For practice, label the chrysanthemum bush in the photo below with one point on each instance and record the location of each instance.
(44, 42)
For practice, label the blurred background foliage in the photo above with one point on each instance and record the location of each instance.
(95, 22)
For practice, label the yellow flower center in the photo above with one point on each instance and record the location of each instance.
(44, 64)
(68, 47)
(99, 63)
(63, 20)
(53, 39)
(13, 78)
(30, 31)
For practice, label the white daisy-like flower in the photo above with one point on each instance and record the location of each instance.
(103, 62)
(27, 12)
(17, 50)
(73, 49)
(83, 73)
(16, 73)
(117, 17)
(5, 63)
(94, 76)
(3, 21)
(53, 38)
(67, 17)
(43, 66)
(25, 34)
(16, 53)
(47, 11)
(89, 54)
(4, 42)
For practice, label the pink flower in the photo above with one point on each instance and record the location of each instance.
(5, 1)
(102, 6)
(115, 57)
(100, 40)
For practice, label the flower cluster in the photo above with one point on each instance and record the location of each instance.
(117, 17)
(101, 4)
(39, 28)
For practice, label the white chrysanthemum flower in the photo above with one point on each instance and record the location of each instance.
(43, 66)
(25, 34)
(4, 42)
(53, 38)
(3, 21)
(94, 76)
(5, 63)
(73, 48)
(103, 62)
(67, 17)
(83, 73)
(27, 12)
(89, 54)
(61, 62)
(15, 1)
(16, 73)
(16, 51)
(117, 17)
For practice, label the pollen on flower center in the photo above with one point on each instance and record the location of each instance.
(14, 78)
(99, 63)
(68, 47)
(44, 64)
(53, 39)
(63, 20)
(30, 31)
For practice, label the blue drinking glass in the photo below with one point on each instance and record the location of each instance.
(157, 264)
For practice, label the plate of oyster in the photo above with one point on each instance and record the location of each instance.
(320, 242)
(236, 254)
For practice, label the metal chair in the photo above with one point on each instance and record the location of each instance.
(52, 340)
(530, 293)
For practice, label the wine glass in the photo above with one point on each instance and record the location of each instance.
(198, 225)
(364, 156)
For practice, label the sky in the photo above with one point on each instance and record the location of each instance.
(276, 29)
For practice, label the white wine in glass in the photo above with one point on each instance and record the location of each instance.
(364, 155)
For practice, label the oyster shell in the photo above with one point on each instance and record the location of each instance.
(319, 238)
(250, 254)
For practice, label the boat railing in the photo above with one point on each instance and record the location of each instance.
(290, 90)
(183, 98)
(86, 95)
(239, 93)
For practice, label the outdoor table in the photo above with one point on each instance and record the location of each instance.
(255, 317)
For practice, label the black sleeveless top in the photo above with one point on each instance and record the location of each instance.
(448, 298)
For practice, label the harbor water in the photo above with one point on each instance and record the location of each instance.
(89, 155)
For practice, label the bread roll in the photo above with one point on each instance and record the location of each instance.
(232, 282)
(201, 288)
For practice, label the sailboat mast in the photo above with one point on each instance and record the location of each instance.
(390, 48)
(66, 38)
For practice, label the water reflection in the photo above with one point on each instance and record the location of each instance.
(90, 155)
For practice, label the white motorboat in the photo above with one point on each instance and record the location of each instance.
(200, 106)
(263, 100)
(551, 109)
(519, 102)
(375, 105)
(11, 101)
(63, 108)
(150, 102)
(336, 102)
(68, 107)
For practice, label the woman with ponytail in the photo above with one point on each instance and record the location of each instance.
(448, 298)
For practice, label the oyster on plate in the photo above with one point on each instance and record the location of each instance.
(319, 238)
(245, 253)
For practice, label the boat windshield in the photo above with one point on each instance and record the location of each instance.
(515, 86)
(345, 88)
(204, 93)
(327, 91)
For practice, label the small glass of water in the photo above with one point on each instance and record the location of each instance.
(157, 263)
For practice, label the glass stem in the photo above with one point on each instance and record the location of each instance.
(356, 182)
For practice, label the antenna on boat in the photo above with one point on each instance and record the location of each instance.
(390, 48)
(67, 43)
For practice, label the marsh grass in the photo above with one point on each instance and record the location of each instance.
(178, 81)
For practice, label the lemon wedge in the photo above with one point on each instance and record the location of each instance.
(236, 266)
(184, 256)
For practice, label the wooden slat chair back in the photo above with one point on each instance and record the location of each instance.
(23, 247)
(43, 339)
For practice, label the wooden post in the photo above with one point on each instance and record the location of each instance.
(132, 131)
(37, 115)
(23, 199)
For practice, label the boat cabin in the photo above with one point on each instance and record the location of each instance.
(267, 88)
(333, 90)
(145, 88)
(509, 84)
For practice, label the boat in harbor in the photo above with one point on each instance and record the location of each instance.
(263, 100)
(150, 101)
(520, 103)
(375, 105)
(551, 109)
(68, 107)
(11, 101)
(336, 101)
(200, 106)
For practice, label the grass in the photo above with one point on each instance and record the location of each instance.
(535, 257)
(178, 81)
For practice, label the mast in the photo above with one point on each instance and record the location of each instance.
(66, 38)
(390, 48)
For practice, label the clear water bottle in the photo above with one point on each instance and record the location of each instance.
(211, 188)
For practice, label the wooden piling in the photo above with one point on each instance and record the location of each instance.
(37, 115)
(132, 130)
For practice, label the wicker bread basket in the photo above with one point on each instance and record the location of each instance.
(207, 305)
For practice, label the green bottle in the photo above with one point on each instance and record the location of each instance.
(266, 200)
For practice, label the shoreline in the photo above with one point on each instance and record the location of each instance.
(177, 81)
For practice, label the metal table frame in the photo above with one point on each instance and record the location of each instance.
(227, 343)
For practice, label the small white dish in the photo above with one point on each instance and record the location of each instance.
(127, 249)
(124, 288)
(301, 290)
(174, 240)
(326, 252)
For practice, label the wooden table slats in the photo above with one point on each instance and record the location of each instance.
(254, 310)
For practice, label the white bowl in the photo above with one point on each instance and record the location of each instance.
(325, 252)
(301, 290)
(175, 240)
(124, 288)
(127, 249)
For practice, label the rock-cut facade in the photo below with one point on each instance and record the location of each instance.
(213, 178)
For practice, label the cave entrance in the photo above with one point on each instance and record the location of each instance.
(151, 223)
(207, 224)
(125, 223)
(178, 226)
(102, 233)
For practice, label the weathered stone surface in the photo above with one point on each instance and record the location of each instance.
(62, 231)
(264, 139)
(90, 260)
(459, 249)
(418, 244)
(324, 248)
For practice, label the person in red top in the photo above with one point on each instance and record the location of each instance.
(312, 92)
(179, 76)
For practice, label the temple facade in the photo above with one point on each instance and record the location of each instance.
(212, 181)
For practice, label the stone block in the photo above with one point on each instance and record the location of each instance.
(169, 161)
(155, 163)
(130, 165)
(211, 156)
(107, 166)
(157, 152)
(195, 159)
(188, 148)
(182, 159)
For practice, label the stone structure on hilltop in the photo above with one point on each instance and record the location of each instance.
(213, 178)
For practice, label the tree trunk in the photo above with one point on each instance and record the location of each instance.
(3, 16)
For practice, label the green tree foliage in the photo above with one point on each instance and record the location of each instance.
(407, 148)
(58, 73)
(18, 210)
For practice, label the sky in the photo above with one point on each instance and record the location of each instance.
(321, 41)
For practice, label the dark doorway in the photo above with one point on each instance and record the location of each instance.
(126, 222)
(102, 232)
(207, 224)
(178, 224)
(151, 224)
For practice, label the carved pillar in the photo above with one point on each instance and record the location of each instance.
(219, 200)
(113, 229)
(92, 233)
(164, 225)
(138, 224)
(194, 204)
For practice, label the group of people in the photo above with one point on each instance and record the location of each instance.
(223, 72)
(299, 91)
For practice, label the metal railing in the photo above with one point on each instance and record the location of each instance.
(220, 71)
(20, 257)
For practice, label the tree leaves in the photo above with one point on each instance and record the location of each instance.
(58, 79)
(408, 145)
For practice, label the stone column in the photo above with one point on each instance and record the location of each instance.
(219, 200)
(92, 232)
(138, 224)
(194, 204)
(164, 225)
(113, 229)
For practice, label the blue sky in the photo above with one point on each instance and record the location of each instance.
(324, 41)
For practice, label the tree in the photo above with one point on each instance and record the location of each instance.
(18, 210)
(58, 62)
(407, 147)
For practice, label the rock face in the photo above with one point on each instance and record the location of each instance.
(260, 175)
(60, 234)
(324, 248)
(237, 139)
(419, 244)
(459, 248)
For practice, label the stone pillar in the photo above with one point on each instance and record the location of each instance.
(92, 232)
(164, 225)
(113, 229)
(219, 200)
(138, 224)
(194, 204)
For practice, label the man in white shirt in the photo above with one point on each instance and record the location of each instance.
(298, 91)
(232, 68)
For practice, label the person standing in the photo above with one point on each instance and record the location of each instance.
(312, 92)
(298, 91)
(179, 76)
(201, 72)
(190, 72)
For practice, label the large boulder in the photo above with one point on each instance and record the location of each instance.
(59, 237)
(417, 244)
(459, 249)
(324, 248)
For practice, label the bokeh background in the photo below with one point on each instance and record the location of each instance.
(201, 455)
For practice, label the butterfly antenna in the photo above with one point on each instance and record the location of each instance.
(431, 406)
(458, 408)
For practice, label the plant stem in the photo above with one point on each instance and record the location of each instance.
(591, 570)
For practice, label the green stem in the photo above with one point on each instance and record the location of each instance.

→ Your task
Nothing but the lines from the one containing "For practice, label the plant" to the end of the material should be printed, each exactly as written.

→ Answer section
For practice, label the plant stem in the photo above with one point on each instance and record the location of each instance.
(591, 570)
For practice, label the green stem in the photo above with one point on each instance and record the location of each instance.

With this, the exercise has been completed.